→ **DO THIS**
Leave out the pictures, and reproduce exactly the lines from the line containing "[pin] fingers (one" through the final line of the entries.

-- DATA TO USE start --

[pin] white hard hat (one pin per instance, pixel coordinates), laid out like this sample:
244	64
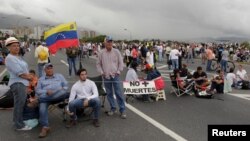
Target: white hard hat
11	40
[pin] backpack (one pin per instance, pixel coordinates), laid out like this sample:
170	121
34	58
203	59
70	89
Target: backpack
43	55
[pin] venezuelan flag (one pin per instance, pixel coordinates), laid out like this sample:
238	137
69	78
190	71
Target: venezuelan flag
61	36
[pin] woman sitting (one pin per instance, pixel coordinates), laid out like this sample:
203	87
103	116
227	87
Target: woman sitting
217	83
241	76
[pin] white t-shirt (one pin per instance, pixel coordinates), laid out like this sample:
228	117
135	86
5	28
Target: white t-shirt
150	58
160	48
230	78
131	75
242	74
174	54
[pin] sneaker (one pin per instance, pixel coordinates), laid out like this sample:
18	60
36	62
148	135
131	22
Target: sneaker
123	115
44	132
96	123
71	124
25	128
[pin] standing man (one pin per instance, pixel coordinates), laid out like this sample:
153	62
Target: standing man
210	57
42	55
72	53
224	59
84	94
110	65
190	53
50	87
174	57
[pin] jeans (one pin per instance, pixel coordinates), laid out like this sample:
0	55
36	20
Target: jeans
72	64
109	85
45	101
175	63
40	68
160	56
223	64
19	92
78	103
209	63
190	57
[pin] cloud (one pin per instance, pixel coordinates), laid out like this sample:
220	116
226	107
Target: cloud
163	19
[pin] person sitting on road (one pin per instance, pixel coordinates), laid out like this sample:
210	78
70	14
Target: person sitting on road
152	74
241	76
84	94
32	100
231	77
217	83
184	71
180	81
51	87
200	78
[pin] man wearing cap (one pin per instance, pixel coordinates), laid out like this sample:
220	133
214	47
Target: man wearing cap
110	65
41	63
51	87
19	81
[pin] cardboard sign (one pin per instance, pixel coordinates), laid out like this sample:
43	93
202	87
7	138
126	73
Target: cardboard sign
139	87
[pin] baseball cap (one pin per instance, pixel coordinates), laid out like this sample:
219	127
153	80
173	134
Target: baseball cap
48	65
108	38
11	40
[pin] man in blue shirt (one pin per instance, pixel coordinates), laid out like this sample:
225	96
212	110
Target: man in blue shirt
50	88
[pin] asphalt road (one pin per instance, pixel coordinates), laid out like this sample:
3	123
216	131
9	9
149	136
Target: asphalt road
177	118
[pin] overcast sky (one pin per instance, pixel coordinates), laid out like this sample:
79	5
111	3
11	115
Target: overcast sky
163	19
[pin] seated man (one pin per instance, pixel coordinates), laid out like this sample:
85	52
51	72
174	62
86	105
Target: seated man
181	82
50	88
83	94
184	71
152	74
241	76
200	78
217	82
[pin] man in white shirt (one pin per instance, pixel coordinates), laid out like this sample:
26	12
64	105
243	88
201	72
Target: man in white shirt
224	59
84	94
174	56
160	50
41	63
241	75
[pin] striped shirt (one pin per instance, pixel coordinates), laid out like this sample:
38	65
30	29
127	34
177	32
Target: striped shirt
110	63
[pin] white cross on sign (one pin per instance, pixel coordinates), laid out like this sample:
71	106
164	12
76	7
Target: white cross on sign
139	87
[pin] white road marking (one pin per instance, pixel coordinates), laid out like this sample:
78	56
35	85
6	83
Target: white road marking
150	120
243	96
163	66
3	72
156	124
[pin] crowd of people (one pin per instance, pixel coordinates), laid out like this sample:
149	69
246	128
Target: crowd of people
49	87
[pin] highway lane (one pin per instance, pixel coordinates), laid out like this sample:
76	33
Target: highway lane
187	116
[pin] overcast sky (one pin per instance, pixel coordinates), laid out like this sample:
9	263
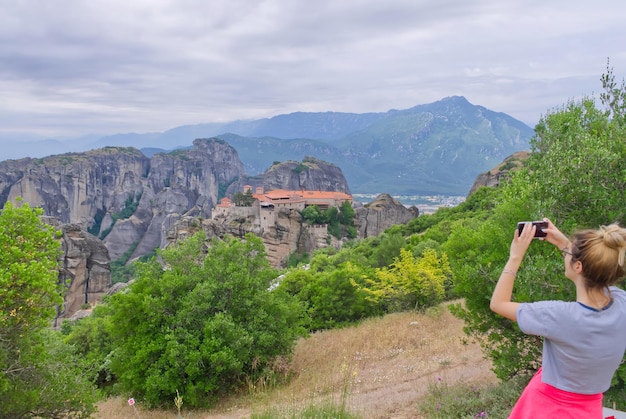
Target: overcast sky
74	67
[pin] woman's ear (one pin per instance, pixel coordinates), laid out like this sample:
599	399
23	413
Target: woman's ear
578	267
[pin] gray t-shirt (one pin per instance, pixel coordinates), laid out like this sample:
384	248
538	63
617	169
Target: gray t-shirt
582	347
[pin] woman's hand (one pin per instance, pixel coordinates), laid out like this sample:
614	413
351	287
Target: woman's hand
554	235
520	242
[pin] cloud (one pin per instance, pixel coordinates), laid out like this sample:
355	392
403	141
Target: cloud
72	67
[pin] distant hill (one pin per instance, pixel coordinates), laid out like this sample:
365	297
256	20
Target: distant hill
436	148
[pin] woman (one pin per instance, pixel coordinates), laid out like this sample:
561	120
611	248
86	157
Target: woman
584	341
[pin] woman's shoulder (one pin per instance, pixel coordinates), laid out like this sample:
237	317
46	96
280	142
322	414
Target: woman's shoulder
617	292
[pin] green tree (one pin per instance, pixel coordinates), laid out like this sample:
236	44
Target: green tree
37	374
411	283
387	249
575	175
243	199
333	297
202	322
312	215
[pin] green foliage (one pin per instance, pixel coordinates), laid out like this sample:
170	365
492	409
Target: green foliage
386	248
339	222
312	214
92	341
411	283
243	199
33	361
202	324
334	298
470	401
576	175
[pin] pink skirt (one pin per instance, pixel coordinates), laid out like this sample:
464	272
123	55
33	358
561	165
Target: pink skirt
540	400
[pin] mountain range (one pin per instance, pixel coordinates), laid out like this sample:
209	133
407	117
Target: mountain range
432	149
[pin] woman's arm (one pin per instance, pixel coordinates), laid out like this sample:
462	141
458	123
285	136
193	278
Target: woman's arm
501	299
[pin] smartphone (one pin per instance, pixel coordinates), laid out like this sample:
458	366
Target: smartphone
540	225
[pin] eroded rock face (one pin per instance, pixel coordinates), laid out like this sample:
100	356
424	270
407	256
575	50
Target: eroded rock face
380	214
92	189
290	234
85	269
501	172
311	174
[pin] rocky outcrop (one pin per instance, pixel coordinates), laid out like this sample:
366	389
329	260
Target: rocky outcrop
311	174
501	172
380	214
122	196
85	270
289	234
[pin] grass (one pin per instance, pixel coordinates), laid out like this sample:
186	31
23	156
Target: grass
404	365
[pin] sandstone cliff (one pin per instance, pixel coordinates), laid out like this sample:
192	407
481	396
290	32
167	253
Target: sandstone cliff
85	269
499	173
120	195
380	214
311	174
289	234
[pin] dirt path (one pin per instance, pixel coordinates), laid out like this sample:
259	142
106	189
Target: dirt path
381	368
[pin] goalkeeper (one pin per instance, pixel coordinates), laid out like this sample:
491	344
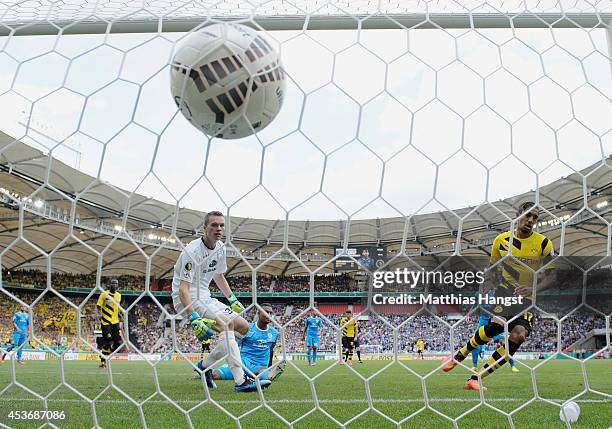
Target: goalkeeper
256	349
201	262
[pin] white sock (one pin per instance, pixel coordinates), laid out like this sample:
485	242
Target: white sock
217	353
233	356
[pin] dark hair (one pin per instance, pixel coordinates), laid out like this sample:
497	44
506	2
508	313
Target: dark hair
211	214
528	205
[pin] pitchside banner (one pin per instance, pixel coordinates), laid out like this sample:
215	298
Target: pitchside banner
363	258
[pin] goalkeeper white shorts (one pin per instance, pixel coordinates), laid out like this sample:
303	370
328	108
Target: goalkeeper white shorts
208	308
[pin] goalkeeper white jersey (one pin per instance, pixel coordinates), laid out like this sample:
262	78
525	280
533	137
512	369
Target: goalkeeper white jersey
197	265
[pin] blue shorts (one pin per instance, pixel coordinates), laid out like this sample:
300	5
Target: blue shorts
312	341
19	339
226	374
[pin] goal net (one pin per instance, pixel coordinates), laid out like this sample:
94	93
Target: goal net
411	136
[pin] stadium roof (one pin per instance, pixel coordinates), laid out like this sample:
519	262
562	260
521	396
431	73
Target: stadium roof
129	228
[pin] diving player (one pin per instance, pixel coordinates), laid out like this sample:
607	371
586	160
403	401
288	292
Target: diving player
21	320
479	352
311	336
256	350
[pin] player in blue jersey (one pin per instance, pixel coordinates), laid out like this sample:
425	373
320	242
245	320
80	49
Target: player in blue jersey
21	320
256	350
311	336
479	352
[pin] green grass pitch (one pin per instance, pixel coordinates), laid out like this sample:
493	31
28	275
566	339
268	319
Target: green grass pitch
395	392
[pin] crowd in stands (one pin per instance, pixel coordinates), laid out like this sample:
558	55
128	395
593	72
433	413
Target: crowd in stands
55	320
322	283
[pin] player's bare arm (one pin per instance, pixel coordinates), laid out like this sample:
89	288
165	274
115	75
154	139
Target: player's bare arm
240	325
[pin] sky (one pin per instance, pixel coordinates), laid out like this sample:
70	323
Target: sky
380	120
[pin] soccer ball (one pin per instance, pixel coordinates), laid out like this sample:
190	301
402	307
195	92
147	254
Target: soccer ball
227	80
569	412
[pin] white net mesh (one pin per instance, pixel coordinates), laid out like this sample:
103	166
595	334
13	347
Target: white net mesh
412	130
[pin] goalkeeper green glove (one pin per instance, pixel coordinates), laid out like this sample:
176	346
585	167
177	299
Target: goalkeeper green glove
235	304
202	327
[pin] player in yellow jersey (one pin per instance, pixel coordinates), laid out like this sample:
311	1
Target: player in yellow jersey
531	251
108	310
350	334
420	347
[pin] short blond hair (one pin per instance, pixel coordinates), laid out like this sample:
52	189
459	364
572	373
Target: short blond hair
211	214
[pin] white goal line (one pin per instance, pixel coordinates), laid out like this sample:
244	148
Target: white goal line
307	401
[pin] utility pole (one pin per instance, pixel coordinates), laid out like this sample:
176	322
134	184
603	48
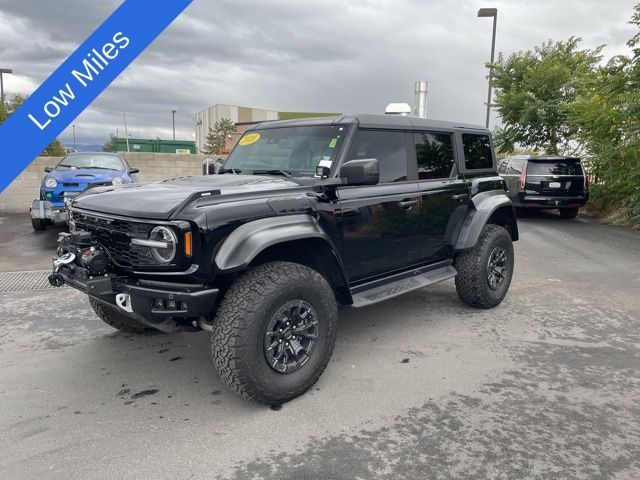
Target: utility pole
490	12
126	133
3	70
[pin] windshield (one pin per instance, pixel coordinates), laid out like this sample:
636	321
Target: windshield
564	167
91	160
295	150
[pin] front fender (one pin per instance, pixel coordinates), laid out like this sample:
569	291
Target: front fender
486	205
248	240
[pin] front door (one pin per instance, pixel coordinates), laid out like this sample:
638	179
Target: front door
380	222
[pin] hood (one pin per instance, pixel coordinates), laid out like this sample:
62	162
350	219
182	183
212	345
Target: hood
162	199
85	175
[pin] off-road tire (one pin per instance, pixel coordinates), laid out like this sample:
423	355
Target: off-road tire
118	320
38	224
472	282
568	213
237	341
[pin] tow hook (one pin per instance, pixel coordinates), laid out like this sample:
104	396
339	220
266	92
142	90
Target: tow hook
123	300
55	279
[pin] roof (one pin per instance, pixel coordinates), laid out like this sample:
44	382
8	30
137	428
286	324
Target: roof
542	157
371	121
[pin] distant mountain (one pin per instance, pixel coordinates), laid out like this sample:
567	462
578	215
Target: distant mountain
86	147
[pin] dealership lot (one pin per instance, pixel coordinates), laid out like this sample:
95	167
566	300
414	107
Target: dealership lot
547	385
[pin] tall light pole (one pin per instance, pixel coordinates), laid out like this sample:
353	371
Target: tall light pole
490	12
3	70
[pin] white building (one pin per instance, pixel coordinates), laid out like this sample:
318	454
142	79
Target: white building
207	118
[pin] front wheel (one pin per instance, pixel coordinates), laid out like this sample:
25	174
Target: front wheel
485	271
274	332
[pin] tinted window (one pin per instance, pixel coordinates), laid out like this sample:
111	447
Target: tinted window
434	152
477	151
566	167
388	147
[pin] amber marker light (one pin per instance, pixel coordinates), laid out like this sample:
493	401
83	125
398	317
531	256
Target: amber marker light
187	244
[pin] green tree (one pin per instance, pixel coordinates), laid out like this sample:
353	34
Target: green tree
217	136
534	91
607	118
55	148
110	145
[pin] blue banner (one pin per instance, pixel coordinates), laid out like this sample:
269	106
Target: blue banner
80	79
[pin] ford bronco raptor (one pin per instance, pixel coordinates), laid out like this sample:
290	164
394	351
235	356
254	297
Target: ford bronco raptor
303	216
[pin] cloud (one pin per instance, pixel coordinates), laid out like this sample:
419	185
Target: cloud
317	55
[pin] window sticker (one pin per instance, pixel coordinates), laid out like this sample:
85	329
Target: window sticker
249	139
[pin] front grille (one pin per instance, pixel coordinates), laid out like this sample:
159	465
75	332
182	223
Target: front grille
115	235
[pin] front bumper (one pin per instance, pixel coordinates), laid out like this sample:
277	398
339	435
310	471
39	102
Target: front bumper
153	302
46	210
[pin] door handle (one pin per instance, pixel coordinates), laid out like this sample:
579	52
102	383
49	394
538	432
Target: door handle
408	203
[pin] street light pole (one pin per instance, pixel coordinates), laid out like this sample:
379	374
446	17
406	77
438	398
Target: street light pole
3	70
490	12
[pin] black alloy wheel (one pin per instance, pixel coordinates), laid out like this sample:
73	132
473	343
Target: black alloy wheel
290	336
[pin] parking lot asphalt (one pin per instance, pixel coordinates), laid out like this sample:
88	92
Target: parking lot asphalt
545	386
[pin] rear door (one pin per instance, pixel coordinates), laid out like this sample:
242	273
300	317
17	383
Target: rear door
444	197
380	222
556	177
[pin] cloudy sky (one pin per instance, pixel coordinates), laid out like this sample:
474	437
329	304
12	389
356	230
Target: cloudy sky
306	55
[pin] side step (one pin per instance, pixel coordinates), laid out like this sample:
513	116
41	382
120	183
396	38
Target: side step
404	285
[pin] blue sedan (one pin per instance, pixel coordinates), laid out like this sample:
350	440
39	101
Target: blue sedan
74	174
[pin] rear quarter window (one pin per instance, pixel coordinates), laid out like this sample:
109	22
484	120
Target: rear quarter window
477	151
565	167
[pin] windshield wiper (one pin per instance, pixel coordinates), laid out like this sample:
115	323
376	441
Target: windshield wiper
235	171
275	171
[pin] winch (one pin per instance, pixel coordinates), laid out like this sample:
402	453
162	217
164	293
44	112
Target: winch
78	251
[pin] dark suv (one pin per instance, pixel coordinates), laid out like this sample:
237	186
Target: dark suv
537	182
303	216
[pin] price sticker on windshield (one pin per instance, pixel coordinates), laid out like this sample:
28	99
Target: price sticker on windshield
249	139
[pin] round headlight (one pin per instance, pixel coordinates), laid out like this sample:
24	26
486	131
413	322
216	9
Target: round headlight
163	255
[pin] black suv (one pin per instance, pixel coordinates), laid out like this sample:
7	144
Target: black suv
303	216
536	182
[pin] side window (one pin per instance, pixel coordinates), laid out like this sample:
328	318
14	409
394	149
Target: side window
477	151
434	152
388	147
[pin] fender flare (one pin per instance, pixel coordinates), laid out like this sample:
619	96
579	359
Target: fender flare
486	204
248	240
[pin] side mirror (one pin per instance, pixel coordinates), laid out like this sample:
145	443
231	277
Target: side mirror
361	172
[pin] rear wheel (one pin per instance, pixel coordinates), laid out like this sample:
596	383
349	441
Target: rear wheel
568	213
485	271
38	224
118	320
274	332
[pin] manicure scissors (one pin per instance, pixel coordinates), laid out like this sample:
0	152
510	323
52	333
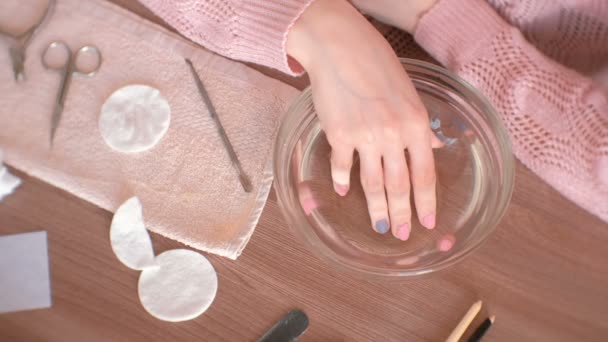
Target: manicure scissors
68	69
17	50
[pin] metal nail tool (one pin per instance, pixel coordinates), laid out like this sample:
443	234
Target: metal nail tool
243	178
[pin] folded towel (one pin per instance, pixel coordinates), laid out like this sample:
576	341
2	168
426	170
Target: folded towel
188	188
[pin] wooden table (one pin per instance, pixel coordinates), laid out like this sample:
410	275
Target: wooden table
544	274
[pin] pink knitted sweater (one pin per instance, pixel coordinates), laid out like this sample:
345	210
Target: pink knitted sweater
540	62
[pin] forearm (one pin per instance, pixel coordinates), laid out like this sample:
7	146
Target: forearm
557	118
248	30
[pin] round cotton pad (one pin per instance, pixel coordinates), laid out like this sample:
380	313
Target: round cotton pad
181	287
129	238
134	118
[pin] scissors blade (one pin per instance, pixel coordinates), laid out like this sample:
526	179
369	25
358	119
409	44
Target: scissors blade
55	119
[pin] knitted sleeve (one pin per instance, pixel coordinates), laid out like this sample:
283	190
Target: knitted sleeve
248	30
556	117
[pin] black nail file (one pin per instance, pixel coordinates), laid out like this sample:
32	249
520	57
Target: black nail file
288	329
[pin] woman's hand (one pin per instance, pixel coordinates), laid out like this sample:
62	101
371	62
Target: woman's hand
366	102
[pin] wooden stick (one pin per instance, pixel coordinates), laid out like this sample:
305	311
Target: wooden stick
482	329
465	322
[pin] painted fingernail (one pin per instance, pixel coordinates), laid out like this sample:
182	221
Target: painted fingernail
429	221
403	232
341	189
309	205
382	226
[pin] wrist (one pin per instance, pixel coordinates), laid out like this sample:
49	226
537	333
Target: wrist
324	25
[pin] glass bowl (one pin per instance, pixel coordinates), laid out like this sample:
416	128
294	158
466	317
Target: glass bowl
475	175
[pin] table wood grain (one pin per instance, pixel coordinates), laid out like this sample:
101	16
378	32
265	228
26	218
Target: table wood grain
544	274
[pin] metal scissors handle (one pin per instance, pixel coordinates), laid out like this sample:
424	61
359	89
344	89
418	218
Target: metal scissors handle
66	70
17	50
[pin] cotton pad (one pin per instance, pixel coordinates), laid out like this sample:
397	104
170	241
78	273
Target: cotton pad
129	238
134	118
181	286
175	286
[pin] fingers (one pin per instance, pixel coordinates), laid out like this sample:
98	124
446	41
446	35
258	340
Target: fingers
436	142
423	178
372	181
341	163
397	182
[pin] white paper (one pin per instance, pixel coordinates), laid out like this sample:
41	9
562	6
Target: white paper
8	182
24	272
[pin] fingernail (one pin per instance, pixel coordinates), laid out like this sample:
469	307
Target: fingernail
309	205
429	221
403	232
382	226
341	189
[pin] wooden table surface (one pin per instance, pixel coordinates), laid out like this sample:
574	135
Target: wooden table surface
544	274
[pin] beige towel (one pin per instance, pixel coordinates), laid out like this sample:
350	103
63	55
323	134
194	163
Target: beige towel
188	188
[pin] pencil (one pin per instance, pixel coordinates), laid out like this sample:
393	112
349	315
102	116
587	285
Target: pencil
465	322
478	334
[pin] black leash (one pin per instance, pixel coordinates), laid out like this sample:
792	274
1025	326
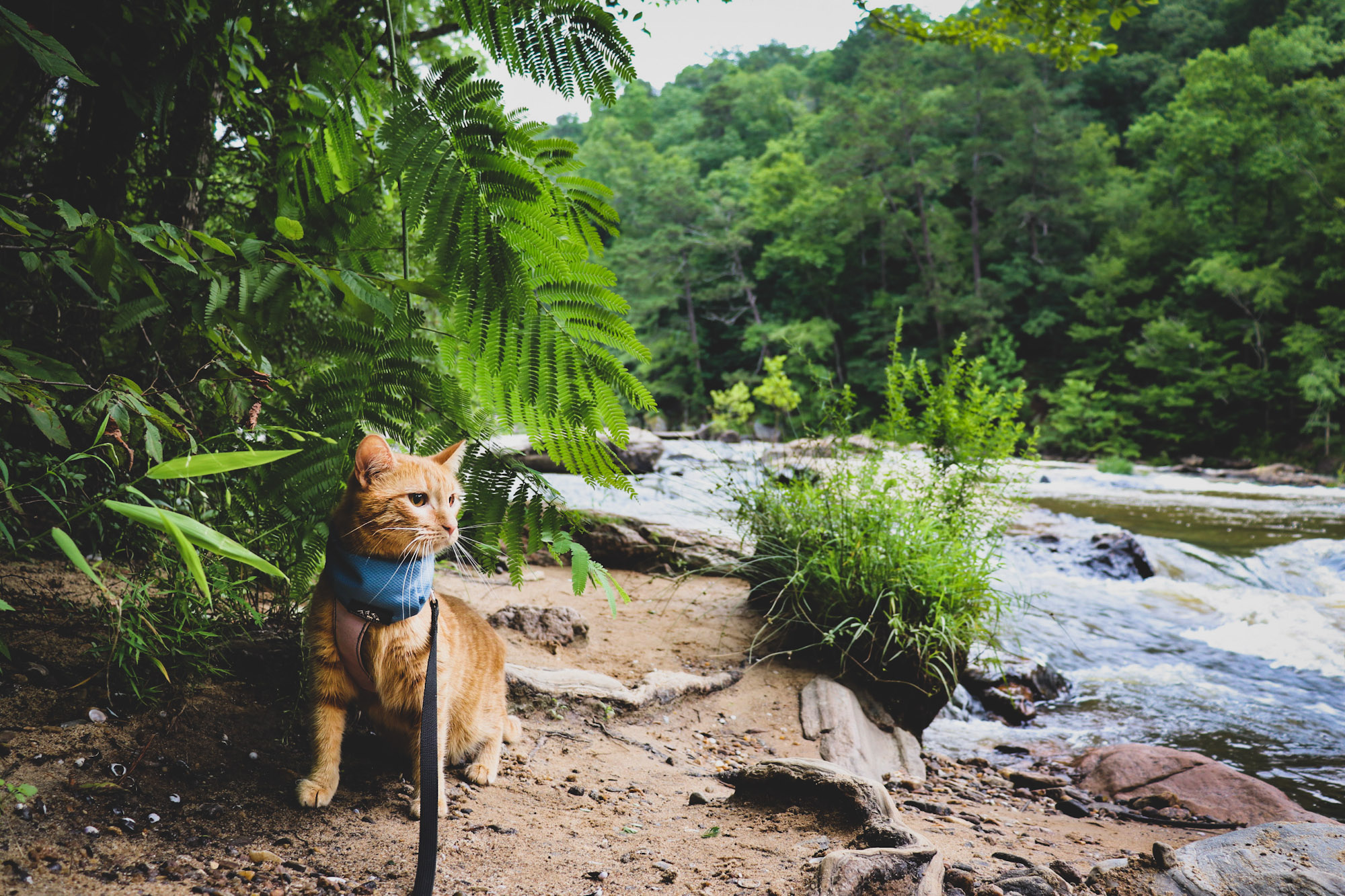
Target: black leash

-- DATA TO USE end --

→ **FULL ANSWER**
[pin] fingers (one pin per instance, pixel coordinates), laid out like this sample:
98	124
446	41
446	35
258	340
Target: fingers
436	142
423	178
372	181
341	163
397	182
[pin] white paper (one pin per instance, pixel coordinates), laid out like this sample:
41	9
562	6
Target: white paper
8	182
24	272
[pin] fingernail (one pin per instance, pixel coordinates), laid out like this sample:
469	307
Target: fingernail
309	205
429	221
403	232
382	226
341	189
[pin] wooden table surface (one pin per instance, pixel coordinates), laid out like this sample:
574	135
Target: wooden table surface
544	274
[pin] beige towel (one pin per instance, pixel coordinates), laid out like this sample:
350	103
63	55
323	134
194	163
Target: beige towel
188	188
[pin] pencil (one pin per instance, pixel coordinates), laid out like this sample:
393	112
349	315
102	116
587	285
Target: pencil
465	322
478	334
[pin] black leash (one pin per instance, pixel coordinates), laid out like this sample:
792	274
1025	326
Target: black leash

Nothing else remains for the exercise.